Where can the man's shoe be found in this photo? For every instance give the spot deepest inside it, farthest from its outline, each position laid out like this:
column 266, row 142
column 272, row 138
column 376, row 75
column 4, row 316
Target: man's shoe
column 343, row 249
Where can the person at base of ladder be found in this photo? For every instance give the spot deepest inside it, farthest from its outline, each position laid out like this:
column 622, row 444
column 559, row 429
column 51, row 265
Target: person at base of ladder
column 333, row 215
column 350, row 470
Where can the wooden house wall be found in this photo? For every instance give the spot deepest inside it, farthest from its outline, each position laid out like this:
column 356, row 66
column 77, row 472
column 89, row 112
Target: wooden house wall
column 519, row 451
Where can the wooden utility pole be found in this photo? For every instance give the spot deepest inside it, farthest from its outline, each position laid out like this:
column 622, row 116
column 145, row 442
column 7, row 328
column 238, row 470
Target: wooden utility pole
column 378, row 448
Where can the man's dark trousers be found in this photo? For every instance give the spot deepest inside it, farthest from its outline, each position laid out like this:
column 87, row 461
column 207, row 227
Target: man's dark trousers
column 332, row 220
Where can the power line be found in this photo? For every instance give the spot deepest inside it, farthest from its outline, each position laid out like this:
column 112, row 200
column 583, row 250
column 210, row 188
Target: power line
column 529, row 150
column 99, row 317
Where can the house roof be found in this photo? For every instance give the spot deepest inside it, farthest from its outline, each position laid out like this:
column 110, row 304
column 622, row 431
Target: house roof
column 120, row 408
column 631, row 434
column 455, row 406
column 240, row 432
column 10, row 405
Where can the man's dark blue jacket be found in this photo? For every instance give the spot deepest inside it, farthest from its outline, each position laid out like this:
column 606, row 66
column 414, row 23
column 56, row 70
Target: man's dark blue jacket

- - -

- _THE PROBLEM_
For every record above, print an exact copy.

- _TASK RESULT_
Where can the man's shoe be found in this photo? For every instance give the spot deepest inside it, farthest from its outline, each position laid out like this:
column 266, row 142
column 272, row 138
column 376, row 75
column 4, row 316
Target: man's shoe
column 343, row 249
Where can the person at base of ladder be found in this photo? For every instance give the spot deepest inside it, farthest from its outline, each position laid out like this:
column 622, row 444
column 559, row 429
column 51, row 265
Target: person at base of ladder
column 333, row 215
column 350, row 470
Where can the wooden house wall be found in this photo? For every instance give the spot deepest inside it, farthest from its outline, each position laid out like this:
column 356, row 66
column 77, row 472
column 89, row 112
Target: wooden house wall
column 519, row 451
Where can the wooden utility pole be found in this photo? For every instance give the spot deepest inside it, farthest from its outline, each position laid out like this:
column 622, row 116
column 145, row 442
column 7, row 328
column 238, row 470
Target: wooden utility pole
column 378, row 448
Where can the man's dark trousers be found in this photo? For every instance give the spot deepest inside it, farthest from its outline, each position laid out like this:
column 87, row 461
column 207, row 227
Target: man's dark trousers
column 332, row 220
Where can the power line be found in this photo? For every instance give the spot deepest inside it, farthest from its outline, each position laid out like this:
column 112, row 200
column 583, row 250
column 210, row 188
Target: power line
column 529, row 150
column 99, row 317
Where can the house roof be found in this photo? For every instance give the spot deepest inside it, farthest from its outline, each position laid out like this:
column 110, row 304
column 622, row 431
Target: house roof
column 120, row 408
column 631, row 434
column 455, row 406
column 240, row 432
column 10, row 405
Where can the man's dark blue jacket be found in this photo? For every instance give the spot deepest inside it, farthest from its outline, each position laid out like this:
column 606, row 66
column 414, row 23
column 56, row 70
Target: man's dark blue jacket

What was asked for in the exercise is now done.